Two lines below mark the span: the one containing "Target: dark gray pot" and the one containing "the wooden table". Set down both, plus every line between, exactly as they stand, and nothing else.

--- Raw data ---

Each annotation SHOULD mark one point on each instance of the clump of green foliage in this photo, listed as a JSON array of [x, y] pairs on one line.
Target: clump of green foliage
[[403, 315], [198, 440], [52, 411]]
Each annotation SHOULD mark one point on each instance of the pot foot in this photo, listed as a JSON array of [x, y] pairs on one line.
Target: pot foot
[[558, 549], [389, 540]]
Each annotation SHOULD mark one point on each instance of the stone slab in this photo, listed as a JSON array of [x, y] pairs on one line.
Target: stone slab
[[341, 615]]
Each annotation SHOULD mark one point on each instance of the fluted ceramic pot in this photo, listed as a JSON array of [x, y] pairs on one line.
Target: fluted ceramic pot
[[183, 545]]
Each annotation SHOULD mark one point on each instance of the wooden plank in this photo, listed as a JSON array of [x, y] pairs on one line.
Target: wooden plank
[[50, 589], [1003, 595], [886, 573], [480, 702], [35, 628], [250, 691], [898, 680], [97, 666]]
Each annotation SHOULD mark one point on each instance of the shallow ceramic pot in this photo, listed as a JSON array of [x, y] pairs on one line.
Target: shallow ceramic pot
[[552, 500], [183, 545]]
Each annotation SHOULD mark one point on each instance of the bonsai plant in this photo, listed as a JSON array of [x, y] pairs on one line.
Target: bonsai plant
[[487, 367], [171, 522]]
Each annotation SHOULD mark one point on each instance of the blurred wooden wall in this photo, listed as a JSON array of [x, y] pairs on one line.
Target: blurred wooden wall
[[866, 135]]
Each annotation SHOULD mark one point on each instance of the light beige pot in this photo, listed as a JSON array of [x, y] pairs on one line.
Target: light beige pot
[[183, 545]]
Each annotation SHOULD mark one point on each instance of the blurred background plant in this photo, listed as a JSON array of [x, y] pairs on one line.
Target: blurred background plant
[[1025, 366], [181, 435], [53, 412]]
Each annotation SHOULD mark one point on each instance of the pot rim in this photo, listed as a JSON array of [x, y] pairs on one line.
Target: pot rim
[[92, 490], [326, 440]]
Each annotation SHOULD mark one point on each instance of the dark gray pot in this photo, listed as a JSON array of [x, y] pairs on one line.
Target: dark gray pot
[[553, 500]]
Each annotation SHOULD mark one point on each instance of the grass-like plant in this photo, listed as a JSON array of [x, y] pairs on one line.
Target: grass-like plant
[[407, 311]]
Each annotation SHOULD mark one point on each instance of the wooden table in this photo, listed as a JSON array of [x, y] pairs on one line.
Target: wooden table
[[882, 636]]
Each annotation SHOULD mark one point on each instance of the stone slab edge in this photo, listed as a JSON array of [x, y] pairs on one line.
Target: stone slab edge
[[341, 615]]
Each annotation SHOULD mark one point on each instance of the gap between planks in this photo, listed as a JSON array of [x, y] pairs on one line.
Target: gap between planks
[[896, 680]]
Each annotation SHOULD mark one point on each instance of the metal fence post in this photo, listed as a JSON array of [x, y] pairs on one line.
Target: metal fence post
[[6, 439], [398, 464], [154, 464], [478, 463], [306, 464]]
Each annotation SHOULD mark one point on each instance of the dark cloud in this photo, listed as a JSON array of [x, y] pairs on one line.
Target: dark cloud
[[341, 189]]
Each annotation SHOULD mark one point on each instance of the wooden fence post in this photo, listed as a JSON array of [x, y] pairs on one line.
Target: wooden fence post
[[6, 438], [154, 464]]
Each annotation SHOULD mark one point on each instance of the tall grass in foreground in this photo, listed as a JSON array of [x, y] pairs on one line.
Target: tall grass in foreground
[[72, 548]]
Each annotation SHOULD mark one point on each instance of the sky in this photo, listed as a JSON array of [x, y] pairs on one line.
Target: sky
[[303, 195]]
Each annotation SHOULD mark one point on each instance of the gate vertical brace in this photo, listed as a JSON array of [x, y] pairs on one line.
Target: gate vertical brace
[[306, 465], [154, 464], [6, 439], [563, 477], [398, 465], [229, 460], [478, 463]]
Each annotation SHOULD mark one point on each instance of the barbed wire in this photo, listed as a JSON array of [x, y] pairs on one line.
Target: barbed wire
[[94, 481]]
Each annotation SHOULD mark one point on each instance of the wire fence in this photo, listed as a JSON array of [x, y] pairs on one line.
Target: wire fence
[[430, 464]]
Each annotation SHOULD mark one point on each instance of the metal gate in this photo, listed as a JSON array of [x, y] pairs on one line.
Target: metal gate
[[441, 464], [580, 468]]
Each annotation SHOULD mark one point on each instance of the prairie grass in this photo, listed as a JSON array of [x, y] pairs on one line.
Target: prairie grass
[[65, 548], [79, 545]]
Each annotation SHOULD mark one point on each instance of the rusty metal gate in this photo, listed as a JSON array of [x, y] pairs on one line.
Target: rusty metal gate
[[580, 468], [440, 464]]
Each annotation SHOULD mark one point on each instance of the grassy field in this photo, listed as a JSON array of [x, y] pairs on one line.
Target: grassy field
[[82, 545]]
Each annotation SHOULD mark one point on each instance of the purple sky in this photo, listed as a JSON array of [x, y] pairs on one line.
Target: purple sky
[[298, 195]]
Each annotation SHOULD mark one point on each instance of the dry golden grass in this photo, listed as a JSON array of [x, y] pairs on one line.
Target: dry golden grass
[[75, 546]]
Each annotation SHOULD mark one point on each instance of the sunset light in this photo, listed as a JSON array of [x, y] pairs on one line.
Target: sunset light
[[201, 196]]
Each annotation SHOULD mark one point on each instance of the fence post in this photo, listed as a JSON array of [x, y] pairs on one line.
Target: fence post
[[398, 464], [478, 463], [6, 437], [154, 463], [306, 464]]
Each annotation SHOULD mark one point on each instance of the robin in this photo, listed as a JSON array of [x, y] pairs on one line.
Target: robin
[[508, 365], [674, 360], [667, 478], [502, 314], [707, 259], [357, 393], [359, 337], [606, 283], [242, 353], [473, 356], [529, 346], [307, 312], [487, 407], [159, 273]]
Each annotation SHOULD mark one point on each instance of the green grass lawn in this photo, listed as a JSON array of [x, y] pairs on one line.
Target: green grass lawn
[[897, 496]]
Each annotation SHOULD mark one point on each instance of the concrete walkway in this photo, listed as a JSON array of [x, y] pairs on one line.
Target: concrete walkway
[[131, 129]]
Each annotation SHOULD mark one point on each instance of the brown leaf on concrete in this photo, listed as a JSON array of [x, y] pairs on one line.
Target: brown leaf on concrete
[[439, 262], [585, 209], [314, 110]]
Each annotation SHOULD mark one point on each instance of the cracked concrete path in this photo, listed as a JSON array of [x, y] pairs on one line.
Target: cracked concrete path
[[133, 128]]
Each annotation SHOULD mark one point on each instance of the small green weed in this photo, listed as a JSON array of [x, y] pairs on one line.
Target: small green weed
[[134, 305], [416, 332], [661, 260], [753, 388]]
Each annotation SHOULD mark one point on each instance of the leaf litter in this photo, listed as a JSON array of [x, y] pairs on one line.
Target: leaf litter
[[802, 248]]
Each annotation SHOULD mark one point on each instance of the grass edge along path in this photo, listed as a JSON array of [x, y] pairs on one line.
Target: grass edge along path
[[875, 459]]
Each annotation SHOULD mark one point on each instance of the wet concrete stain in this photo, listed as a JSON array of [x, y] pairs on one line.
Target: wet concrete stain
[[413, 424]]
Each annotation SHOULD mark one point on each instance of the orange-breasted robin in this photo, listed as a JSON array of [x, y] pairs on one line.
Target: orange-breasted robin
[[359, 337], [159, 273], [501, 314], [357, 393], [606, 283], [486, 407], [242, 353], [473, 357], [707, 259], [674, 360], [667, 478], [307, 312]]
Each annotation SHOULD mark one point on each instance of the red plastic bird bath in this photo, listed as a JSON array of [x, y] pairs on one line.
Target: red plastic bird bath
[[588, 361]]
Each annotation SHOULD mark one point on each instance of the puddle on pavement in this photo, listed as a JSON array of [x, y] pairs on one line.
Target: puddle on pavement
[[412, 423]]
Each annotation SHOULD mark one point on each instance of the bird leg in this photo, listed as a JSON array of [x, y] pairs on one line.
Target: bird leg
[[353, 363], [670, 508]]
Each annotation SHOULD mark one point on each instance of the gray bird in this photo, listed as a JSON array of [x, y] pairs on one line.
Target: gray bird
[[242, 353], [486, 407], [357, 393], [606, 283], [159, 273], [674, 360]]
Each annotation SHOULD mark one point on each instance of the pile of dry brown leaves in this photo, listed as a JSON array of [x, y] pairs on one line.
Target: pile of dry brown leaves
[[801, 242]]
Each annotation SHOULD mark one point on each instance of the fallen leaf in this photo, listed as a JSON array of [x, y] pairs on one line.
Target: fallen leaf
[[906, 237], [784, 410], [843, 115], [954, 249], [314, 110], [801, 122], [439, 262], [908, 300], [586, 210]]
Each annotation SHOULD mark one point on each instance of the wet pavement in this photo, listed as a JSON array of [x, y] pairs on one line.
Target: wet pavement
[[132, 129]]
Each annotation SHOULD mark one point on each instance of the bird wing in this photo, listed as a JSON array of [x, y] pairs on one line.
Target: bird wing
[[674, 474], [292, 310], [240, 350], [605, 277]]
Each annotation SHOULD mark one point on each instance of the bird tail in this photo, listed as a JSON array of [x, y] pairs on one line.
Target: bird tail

---

Output below:
Target: dark gray pot
[[553, 500]]
Each annotation SHOULD mark one point on each instance of the grass-like plant in this photo, listed as a JSON array of [x, y] pairs on one line.
Target: grass-like plant
[[407, 311]]
Each annotation SHOULD mark one point on each instance of the wooden table in this photo, listed as a JSON array of [x, y] pairs on one line.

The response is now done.